§ **Фрагмент текста**:
━━━━━━━━━━━━━━━━━━━━

Летом 1952 года Стэнли Фримен (Stanley Freeman), муж Дороти, получил в качестве подарка на день рождения книгу Карсон «Море вокруг нас» (The Sea Around Us, 1951). Супругам книга очень понравилась, и когда Дороти узнала, что её автор строит коттедж на Саутпорт Айленд (где проводила каждое лето и семья Фрименов), Дороти написала Рэйчел приветственное письмо.
Рэйчел Карсон (46) и Дороти Фримен (55) встретились летом 1953 года в Мэне – мне тогда было несколько месяцев от роду. Той же осенью завязалась оживленная переписка – только за первый год набралось более 90 писем. Обмен письмами (Рэйчел из Мэриленда и Дороти из Массачусетса) продолжался в течение последующих 11 лет – осенью, зимой и весной, когда подруги были в разлуке. Летом они жили на Саутпорт Айленд в своих летних коттеджах и проводили много времени вместе.

Дороти Мёрдок Фримен (Dorothy Murdoch Freeman, 1898 - 1978) каждое лето своей жизни проводила – сначала с родителями, а потом со своей семьей – в летнем доме на Саупорт Айленд. В 1924 году она вышла замуж за Стэнли Фримена, у них родился сын, Стэнли-младший (мой отец).

Основой дружбы Рэйчел и Дороти стала их беззаветная любовь к миру природы. Однако подруг объединяли и другие интересы, а также схожее мировосприятие.

Еще в середине 1930-х умер отец семейства Карсон и старшая сестра Рэйчел, Мэриэн, две дочери которой – остались жить с Рэйчел и её матерью.

В 1952 году, когда Рэйчел получила первое письмо от Дороти, она жила в Мэриленде со своей матерью, Марией Карсон. Рядом жила племянница Рэйчел, Марджори (страдавшая артритом и диабетом), и её маленький сын Роджер. Тут же жил старший брат Рэйчел, Роберт, и её вторая племянница, Вирджиния.

━━━━━━━━━━━━━━━━━━━━

§ **Список данных**:
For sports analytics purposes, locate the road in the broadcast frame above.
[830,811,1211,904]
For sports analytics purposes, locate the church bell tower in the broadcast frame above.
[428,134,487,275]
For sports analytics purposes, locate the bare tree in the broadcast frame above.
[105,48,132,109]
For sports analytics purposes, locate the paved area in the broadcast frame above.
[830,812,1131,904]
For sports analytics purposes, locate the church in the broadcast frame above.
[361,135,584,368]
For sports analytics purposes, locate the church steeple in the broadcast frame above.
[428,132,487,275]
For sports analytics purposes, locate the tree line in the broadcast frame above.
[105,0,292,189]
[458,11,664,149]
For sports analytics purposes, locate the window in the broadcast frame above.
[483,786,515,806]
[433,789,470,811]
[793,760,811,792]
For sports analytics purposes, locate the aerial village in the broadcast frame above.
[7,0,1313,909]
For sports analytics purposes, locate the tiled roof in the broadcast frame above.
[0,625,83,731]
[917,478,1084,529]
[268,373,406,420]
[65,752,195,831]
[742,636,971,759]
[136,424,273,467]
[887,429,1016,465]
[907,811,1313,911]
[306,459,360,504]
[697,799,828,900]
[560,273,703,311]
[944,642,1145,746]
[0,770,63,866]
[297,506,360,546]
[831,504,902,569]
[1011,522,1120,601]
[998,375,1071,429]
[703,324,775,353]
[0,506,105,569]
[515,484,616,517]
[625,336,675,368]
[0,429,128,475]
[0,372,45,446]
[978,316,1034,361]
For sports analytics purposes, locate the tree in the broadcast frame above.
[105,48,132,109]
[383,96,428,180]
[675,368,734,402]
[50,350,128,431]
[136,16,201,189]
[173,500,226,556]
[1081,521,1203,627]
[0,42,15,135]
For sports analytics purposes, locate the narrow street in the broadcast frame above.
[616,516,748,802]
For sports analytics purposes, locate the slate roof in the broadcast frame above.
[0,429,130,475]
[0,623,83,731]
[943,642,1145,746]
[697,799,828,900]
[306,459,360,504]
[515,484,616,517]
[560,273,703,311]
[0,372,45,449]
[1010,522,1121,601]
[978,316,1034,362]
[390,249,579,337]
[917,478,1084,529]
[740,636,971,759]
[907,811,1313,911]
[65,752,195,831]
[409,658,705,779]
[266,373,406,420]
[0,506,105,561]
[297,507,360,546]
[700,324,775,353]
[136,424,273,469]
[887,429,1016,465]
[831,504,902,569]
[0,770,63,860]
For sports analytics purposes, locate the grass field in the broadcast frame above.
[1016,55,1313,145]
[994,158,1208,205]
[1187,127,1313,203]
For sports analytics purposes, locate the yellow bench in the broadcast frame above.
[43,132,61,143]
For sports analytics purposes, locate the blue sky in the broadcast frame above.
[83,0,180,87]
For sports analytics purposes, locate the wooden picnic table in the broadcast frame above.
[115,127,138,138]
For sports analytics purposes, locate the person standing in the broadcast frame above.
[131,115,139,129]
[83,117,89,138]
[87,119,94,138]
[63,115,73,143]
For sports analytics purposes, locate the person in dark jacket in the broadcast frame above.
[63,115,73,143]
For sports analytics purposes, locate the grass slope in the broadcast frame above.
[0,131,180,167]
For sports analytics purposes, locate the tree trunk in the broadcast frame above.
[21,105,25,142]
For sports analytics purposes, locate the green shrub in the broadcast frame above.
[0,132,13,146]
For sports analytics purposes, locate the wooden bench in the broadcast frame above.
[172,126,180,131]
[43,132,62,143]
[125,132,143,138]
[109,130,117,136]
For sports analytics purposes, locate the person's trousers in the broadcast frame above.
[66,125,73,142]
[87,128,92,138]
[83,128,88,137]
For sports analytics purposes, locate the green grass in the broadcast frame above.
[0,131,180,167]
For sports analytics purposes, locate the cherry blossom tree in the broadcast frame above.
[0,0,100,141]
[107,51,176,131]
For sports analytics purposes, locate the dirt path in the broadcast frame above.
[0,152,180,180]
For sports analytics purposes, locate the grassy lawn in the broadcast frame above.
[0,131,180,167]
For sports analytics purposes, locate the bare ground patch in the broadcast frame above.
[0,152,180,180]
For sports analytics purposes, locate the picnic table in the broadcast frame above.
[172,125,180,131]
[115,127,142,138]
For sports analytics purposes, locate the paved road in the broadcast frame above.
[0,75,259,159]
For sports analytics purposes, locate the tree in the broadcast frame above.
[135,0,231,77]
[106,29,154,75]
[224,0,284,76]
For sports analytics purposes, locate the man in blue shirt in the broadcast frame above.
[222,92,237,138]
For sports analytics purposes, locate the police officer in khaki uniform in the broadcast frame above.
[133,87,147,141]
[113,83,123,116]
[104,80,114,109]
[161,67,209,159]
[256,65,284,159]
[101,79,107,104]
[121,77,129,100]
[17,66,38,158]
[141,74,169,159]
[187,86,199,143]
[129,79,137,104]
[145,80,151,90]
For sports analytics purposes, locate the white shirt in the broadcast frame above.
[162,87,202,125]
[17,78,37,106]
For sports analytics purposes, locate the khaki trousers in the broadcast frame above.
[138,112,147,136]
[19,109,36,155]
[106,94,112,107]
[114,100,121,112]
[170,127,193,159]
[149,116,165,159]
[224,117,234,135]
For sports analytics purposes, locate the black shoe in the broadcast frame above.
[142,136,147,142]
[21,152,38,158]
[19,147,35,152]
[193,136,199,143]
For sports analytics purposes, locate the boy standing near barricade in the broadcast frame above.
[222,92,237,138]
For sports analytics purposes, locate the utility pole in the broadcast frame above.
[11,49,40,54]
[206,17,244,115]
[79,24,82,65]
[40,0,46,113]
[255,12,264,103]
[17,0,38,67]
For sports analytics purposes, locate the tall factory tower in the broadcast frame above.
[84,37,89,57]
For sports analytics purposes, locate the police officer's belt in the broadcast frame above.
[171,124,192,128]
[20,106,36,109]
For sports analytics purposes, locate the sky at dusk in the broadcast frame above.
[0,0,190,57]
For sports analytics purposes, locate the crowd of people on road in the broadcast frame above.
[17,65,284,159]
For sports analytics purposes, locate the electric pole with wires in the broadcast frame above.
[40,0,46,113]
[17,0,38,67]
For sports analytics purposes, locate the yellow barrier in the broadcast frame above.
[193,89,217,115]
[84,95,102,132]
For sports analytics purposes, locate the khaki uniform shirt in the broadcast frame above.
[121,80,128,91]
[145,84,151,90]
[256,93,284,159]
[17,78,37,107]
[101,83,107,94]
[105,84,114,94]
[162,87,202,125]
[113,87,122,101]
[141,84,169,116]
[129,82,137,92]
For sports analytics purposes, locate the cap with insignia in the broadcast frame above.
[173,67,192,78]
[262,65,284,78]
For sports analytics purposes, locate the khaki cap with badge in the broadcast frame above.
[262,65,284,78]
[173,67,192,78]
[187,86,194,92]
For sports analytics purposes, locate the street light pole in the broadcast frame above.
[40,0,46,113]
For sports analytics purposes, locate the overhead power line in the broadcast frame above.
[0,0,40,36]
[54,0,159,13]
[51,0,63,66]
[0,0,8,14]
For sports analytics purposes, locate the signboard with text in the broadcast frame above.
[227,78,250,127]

━━━━━━━━━━━━━━━━━━━━

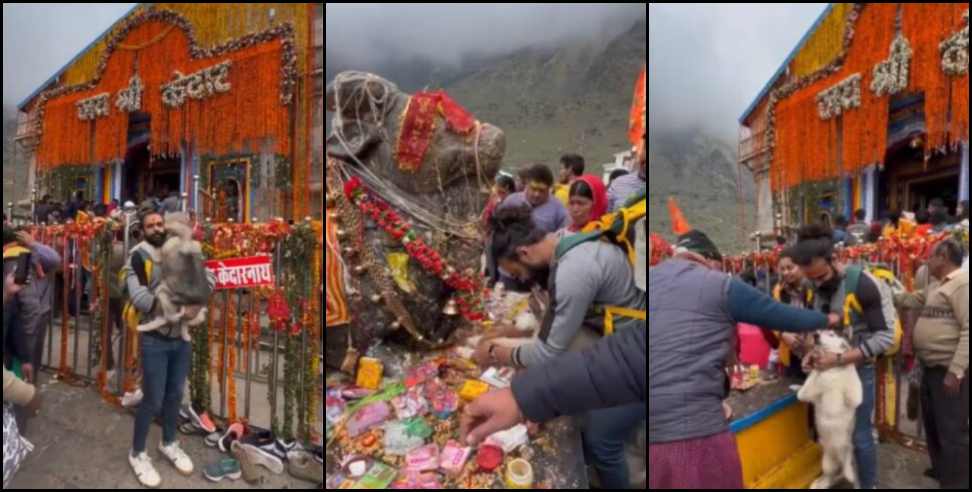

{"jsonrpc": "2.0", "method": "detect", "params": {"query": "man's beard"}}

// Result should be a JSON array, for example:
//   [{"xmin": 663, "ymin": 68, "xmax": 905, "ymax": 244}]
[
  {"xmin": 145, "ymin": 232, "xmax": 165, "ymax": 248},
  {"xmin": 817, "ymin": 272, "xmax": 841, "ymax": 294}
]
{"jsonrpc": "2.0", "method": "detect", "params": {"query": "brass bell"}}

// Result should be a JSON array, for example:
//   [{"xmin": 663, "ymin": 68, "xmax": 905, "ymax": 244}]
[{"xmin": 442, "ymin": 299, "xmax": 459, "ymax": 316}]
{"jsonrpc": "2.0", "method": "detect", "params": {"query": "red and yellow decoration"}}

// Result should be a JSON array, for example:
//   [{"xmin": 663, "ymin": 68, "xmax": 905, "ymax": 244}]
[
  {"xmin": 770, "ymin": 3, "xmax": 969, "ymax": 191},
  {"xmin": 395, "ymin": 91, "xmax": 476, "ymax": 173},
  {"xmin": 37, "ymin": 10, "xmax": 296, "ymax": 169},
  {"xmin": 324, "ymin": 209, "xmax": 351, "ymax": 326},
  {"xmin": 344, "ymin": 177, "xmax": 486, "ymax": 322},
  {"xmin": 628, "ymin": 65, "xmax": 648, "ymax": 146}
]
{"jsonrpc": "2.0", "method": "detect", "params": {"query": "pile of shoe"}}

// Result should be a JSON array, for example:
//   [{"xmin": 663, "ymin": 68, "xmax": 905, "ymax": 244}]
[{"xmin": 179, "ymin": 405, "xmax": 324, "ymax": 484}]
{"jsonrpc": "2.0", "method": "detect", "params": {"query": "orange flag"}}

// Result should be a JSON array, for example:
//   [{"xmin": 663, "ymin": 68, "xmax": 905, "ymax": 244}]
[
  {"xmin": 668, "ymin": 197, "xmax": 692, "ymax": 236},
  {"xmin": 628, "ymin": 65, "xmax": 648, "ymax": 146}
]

━━━━━━━━━━━━━━━━━━━━

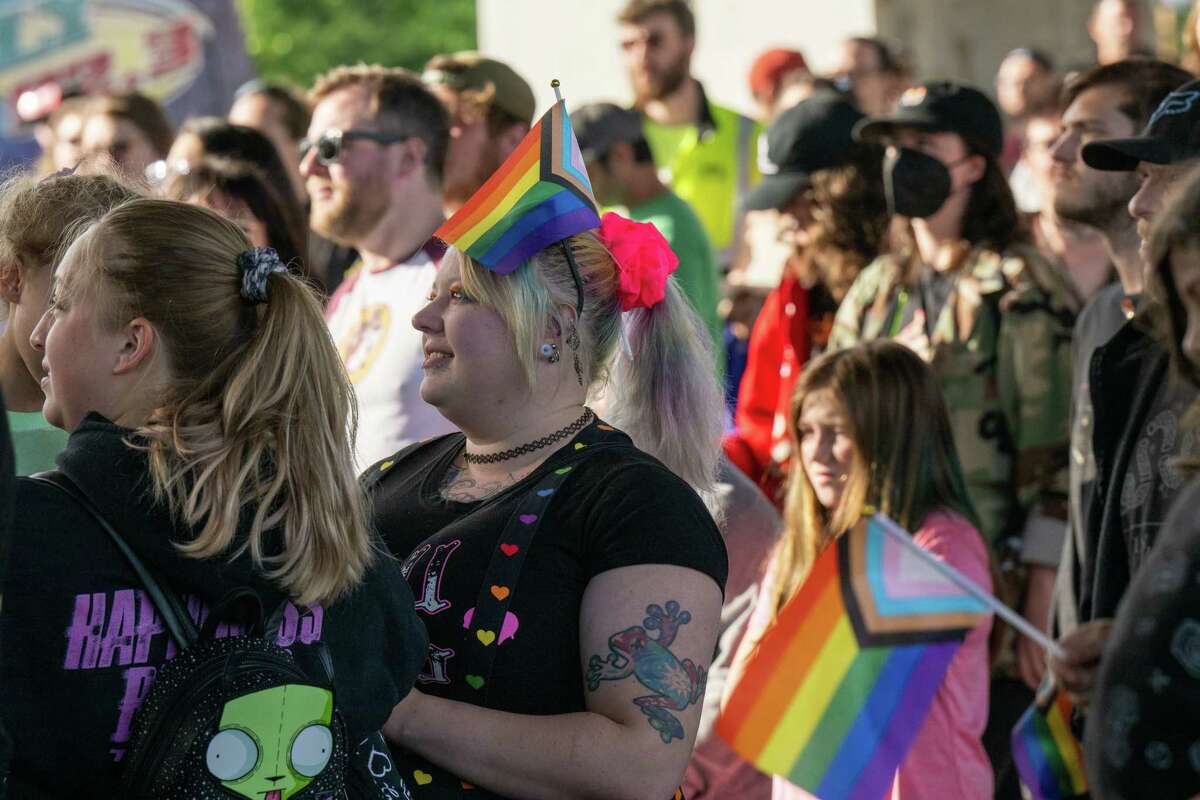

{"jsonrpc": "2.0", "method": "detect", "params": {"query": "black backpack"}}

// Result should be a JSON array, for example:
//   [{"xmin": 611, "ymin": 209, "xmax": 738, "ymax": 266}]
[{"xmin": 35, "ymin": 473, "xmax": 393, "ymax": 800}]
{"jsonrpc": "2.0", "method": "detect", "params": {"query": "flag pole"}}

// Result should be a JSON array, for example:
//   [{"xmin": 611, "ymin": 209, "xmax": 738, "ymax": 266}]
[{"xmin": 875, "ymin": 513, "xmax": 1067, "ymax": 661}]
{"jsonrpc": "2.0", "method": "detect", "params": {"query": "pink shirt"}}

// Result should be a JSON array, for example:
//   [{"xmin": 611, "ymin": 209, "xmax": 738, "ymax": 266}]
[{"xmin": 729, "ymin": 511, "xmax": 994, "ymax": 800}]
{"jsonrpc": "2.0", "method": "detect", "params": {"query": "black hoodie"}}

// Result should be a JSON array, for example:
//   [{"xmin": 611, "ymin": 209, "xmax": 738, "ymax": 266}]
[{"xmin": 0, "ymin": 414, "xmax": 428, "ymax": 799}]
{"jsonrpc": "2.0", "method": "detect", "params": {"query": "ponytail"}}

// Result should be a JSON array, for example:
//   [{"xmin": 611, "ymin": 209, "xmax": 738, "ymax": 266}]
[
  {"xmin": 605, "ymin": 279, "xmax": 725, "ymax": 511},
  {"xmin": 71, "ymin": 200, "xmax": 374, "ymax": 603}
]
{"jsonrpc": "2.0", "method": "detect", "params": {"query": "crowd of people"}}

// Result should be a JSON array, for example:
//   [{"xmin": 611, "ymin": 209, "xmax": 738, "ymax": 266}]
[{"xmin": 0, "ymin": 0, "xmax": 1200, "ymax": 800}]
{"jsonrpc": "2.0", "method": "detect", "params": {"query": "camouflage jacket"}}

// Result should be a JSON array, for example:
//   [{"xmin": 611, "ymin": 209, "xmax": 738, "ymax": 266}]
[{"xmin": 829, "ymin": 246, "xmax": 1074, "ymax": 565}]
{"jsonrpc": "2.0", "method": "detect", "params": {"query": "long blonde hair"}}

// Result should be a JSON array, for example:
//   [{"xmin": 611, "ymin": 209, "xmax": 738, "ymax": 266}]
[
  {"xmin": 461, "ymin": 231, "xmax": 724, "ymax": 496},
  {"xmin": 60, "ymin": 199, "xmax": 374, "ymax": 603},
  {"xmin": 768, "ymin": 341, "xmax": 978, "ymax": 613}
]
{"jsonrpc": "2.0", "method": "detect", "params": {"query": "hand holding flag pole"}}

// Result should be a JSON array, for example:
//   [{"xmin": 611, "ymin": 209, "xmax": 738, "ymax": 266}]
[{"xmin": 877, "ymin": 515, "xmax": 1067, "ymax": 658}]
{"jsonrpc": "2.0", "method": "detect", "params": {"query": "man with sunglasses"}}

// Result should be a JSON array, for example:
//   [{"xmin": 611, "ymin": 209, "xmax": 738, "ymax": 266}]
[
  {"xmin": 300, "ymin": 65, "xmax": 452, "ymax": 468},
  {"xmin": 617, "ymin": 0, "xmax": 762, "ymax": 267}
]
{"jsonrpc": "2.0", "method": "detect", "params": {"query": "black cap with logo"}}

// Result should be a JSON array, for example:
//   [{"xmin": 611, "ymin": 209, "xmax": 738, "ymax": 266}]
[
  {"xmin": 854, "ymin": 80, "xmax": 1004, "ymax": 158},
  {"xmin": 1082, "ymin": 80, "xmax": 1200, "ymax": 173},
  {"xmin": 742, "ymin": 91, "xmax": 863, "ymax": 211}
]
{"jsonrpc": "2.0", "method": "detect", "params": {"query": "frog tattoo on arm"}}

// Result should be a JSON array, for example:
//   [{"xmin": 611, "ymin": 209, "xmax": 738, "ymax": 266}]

━━━━━━━━━━━━━━━━━━━━

§ **Условие задания**: Воспроизведите дословно часть приведённого выше текста о дружбе Рэйчел Карсон и Дороти Фримен, начиная со слов «Основой дружбы Рэйчел» и далее вплоть до слов «вторая племянница, Вирджиния.».

§ **Решённое задание**:
Основой дружбы Рэйчел и Дороти стала их беззаветная любовь к миру природы. Однако подруг объединяли и другие интересы, а также схожее мировосприятие.

Еще в середине 1930-х умер отец семейства Карсон и старшая сестра Рэйчел, Мэриэн, две дочери которой – остались жить с Рэйчел и её матерью.

В 1952 году, когда Рэйчел получила первое письмо от Дороти, она жила в Мэриленде со своей матерью, Марией Карсон. Рядом жила племянница Рэйчел, Марджори (страдавшая артритом и диабетом), и её маленький сын Роджер. Тут же жил старший брат Рэйчел, Роберт, и её вторая племянница, Вирджиния.